§ **What you should do**
Which lines of the records contain the word "negative"? List each of those lines in full, and treat uppercase and lowercase as different.

§ **Segmentation mask data**

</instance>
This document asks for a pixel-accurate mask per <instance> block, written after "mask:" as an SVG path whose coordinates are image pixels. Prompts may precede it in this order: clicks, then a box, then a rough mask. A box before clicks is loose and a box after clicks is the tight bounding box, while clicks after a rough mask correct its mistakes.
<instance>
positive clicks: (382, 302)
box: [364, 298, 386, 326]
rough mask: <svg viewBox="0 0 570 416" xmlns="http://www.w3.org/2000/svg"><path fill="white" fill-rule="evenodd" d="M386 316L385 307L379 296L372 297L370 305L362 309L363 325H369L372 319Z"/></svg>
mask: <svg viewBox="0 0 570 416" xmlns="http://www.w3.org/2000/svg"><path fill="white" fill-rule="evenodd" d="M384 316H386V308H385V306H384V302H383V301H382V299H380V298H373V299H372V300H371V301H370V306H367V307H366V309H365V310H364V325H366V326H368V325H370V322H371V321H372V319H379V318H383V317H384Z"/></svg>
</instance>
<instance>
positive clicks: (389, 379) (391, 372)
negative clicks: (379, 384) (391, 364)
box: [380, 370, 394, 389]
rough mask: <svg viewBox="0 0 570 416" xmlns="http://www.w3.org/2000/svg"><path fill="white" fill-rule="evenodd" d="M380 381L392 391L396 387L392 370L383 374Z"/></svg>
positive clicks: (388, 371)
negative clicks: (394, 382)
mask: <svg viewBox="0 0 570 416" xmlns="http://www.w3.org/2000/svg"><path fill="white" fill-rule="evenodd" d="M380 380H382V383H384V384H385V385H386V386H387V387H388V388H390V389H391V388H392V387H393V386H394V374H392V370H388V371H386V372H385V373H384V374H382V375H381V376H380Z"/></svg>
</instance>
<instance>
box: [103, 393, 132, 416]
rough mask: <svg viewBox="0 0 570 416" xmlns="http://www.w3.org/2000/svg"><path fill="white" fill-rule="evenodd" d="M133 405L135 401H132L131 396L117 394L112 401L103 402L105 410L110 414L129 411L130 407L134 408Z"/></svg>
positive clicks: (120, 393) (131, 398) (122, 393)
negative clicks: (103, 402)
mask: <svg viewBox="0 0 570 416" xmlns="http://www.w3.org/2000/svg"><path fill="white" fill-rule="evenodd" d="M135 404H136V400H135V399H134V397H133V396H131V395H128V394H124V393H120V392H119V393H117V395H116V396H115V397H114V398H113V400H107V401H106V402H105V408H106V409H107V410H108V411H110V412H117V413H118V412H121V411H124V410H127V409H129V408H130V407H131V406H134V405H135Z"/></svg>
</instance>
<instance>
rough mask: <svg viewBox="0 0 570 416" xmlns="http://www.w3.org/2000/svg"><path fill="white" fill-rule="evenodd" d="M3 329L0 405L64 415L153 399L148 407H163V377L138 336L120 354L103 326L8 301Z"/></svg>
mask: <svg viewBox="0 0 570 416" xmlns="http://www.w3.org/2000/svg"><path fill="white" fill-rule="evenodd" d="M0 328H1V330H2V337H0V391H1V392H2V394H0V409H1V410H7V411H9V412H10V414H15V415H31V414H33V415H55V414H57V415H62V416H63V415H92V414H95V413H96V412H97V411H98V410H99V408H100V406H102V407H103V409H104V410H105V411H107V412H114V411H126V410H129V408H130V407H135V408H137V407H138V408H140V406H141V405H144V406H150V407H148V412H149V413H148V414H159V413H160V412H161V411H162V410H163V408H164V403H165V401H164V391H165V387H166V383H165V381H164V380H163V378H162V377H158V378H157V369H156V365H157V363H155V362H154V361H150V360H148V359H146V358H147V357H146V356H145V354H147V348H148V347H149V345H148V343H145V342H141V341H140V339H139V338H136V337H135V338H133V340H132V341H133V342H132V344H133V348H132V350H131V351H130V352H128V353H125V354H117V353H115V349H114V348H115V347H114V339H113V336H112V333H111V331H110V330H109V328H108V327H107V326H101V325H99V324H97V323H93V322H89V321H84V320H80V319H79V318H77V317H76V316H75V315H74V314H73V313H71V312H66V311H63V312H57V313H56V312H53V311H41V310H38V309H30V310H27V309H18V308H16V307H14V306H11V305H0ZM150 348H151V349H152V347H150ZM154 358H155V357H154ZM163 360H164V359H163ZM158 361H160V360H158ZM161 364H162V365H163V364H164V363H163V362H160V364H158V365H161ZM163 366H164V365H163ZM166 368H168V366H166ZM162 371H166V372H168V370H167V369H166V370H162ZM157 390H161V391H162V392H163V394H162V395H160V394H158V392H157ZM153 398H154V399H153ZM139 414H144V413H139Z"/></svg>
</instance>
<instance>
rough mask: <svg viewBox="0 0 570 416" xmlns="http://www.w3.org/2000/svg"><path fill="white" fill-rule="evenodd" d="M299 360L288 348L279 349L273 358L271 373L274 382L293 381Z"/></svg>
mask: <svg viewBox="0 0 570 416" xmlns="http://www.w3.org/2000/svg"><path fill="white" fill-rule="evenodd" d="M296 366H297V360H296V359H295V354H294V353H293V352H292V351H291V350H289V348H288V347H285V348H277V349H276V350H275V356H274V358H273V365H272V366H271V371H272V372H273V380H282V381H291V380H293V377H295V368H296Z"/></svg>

§ **Answer for this exercise**
negative clicks: (379, 384) (391, 364)
negative clicks: (394, 382)
negative clicks: (103, 402)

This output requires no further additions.